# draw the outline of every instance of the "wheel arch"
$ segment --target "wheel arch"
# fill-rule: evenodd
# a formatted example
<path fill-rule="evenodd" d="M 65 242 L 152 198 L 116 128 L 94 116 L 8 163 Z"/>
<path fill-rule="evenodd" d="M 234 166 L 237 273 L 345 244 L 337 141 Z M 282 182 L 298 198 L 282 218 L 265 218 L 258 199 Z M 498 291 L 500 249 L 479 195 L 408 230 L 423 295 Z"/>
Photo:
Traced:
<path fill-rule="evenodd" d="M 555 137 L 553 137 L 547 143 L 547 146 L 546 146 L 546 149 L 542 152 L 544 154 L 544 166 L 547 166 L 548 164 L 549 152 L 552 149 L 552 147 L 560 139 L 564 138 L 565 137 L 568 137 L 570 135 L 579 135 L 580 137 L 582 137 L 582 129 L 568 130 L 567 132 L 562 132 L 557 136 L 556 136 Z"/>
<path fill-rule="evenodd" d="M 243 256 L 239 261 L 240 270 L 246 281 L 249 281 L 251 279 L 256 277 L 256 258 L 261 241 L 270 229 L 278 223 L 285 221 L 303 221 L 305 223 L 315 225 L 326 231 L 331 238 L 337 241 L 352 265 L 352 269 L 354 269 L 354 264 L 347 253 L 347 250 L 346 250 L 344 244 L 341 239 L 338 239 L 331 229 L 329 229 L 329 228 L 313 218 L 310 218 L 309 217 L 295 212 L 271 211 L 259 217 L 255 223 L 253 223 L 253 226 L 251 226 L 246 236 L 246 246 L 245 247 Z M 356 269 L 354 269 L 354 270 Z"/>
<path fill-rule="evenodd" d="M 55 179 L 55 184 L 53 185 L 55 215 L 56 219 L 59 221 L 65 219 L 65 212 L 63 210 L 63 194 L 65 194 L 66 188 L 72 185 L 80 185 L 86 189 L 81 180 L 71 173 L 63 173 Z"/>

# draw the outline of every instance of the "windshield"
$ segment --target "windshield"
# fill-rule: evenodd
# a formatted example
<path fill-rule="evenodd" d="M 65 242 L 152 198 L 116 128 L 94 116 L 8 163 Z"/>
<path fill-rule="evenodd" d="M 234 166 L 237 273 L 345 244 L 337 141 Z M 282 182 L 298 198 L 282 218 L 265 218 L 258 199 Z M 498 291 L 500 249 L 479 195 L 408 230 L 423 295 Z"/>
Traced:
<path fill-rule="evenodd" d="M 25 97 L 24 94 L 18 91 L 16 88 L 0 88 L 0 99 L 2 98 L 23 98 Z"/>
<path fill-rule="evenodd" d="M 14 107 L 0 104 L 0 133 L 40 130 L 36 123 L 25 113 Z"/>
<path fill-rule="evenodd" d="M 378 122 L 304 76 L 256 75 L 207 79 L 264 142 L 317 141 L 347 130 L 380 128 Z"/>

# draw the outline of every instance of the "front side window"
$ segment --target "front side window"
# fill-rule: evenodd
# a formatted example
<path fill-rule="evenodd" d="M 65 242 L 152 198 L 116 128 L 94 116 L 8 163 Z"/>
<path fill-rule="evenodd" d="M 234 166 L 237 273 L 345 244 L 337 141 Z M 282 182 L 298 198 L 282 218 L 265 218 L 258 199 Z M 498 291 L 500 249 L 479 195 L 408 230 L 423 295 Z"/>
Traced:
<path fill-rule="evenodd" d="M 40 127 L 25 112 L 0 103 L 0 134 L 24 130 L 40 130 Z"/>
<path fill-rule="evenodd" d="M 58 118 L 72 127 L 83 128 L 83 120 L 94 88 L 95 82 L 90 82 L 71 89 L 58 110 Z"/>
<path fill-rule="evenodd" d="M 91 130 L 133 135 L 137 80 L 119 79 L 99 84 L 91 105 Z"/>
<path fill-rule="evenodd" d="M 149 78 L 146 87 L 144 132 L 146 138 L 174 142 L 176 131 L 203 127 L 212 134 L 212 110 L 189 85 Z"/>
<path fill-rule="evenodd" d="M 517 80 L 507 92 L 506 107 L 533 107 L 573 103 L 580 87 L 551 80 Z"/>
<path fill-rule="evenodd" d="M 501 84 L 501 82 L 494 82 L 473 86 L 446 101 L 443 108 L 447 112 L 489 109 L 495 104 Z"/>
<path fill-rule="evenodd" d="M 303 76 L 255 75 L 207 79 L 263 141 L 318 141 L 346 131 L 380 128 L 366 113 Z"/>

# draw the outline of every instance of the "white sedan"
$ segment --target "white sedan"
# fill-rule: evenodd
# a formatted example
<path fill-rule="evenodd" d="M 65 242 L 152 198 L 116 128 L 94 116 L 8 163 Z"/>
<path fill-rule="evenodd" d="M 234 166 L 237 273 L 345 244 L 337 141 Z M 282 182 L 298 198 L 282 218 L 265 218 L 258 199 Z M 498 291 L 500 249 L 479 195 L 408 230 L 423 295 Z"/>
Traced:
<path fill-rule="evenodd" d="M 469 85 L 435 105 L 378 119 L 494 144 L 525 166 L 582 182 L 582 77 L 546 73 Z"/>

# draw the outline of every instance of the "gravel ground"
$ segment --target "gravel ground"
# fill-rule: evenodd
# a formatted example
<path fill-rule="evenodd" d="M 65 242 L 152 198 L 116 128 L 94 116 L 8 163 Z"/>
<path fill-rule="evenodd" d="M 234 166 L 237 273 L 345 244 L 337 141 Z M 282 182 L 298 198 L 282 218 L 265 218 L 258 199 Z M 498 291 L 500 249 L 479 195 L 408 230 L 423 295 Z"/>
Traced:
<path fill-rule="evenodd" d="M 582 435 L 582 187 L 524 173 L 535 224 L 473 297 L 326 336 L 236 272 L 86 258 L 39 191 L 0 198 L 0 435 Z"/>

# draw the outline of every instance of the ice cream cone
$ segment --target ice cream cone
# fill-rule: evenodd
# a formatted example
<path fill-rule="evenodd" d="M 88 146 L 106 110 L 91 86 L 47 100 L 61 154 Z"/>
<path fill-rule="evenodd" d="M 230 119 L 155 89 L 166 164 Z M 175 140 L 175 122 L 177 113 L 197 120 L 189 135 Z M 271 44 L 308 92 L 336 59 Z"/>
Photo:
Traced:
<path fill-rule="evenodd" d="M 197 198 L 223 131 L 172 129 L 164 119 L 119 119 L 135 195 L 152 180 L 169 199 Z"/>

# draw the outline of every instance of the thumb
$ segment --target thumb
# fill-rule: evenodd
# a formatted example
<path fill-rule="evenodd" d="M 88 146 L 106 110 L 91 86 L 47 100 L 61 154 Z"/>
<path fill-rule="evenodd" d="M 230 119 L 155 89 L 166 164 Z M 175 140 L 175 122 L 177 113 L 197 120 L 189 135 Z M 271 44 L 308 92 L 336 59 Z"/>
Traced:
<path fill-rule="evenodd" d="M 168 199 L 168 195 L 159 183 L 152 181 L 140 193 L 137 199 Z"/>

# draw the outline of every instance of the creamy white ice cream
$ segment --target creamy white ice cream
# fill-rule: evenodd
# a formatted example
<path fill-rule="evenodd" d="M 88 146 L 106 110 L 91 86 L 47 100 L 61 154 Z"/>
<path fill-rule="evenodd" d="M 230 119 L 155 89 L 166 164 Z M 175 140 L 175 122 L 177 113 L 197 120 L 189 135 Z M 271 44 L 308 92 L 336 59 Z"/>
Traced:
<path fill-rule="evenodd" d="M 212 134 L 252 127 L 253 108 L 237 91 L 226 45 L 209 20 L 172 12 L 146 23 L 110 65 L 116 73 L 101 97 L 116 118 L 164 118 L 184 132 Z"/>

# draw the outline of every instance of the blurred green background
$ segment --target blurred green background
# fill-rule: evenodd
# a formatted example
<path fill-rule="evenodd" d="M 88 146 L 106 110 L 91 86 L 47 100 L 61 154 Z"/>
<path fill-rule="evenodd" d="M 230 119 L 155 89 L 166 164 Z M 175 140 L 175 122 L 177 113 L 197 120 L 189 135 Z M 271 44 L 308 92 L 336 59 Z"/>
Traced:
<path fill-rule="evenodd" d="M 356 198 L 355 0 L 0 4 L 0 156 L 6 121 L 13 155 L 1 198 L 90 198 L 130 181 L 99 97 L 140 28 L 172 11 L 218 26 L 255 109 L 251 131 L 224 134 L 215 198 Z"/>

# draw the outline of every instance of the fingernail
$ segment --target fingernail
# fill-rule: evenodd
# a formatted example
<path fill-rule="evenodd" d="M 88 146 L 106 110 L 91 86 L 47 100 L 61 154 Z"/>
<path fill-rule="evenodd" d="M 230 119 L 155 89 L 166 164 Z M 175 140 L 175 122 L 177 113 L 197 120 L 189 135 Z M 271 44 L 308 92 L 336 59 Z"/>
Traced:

What is needed:
Render the stretch of the material that opens with the line containing "# draw the outline of every instance of the blurred" and closes with the line containing "356 198 L 355" as a JSON list of strings, one string per line, with both end lines included and blank lines left out.

Solution:
[
  "# draw the outline of every instance of the blurred green background",
  "$ segment --target blurred green background",
  "# fill-rule: evenodd",
  "# a formatted example",
  "<path fill-rule=\"evenodd\" d=\"M 88 146 L 106 110 L 91 86 L 47 100 L 61 154 Z\"/>",
  "<path fill-rule=\"evenodd\" d=\"M 230 119 L 155 89 L 166 164 Z M 175 140 L 175 122 L 177 113 L 197 120 L 189 135 Z M 271 44 L 308 92 L 336 59 Z\"/>",
  "Traced:",
  "<path fill-rule=\"evenodd\" d=\"M 356 198 L 355 0 L 0 4 L 0 156 L 6 121 L 13 155 L 1 198 L 90 198 L 130 181 L 99 97 L 140 28 L 172 11 L 218 26 L 255 109 L 251 131 L 224 134 L 215 198 Z\"/>"
]